*Input data*.
# # #

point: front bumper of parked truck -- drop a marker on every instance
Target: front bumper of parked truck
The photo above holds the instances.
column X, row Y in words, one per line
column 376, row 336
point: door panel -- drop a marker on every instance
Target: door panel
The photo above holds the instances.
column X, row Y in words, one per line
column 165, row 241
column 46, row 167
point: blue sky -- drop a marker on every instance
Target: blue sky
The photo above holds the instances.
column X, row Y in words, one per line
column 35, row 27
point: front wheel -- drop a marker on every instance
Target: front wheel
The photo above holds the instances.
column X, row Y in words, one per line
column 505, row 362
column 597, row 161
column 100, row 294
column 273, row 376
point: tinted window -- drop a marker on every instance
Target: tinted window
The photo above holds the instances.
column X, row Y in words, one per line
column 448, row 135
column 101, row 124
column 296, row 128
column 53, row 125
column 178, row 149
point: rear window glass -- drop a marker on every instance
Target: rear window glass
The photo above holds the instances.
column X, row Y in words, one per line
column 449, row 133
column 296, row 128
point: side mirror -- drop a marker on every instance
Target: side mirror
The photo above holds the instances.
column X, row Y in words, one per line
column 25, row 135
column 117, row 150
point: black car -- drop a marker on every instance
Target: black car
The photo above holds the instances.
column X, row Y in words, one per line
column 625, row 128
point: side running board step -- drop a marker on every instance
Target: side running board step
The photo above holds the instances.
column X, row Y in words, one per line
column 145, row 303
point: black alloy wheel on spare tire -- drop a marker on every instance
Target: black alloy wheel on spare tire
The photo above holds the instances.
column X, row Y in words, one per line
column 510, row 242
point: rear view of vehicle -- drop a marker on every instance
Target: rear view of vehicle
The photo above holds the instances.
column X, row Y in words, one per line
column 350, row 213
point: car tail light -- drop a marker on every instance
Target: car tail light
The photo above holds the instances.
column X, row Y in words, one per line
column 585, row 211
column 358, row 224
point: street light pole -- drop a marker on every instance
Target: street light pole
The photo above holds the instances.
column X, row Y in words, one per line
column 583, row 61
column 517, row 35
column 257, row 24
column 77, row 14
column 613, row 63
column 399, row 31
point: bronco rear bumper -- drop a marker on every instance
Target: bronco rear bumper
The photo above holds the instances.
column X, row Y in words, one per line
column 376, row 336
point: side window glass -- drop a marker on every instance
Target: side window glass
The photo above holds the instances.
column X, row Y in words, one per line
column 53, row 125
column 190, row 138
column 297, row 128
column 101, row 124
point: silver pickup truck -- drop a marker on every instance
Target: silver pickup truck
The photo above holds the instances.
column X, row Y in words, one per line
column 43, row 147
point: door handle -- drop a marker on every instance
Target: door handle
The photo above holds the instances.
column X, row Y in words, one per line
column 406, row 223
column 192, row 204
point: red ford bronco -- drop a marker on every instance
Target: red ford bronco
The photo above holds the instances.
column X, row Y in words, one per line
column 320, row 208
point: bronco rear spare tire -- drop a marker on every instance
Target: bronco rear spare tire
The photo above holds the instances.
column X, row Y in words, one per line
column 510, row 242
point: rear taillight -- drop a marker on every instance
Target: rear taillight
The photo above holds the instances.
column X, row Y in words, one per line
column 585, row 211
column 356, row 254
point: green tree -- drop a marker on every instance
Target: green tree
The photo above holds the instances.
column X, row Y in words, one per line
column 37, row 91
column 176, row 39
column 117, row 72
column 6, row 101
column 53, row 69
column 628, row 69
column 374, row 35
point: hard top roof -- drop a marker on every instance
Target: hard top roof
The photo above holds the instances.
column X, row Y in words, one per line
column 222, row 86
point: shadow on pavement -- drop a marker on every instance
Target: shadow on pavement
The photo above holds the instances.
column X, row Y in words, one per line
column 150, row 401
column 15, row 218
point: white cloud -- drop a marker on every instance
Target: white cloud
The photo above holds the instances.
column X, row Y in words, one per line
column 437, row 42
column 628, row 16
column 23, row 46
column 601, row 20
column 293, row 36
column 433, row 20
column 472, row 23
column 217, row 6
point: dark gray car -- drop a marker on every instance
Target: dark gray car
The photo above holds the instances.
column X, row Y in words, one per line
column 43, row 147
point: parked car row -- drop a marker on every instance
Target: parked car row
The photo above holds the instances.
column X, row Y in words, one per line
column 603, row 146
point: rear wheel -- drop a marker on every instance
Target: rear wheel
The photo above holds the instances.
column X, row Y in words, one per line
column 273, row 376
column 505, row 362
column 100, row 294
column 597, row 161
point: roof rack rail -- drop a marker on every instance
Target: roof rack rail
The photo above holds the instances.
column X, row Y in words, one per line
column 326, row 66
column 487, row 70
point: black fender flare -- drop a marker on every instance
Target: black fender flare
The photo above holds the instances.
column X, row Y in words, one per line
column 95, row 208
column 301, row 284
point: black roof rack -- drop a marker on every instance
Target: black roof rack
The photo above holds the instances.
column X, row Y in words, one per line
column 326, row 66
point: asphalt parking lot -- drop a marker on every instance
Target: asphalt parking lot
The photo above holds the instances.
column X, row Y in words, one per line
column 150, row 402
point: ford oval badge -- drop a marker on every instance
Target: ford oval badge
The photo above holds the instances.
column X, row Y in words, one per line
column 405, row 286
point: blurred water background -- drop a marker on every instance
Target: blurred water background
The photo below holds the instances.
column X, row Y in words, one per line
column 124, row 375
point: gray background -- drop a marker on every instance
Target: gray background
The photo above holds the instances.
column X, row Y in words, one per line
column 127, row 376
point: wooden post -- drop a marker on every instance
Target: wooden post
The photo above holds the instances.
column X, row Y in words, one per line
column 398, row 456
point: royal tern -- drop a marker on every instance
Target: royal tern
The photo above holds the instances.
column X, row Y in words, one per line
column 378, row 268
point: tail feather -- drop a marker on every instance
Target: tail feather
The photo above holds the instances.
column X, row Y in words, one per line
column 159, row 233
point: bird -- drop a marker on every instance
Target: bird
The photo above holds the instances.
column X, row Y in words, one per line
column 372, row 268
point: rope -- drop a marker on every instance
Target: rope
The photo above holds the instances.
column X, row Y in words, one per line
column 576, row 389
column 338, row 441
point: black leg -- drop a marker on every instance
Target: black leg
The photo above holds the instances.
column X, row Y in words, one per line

# # #

*Aim*. Give back the lines of the listing from the one with "point: black roof" through the end, both included, exactly as written and with nothing added.

*Reply to the exercise*.
point: black roof rack -- drop a marker on every instance
Target: black roof rack
The photo above holds the instances.
column X, row Y in words, one per line
column 326, row 66
point: asphalt parking lot -- drop a marker on every instance
Target: asphalt parking lot
The photo above holds the instances.
column X, row Y in words, one per line
column 150, row 402
point: ford oval badge -- drop a marker on every instance
Target: ford oval badge
The photo above holds the instances.
column X, row Y in words, one per line
column 405, row 286
point: blurred water background -- drop a marker on every instance
Target: blurred water background
The photo below holds the instances.
column X, row Y in words, one per line
column 124, row 375
point: gray background -- drop a marker on every instance
Target: gray background
The photo above holds the instances.
column X, row Y in words, one per line
column 127, row 376
point: wooden post -- drop a marker on every instance
Target: wooden post
The photo above holds the instances.
column X, row Y in words, one per line
column 398, row 456
point: royal tern -- drop a marker on every instance
Target: royal tern
The photo above holds the instances.
column X, row Y in words, one per line
column 378, row 268
point: tail feather -- drop a marker on every instance
Target: tail feather
The photo above holds the instances.
column X, row Y in words, one per line
column 159, row 233
point: bird -- drop a marker on every instance
Target: bird
The photo above holds the instances.
column X, row Y in words, one per line
column 372, row 268
point: rope -- drop a marker on every instance
Target: rope
The photo above holds the instances.
column X, row Y in words, one per line
column 576, row 389
column 338, row 441
point: black leg -- drop a marker on every instance
Target: black leg
The photo above holds the instances.
column X, row Y in words, one per line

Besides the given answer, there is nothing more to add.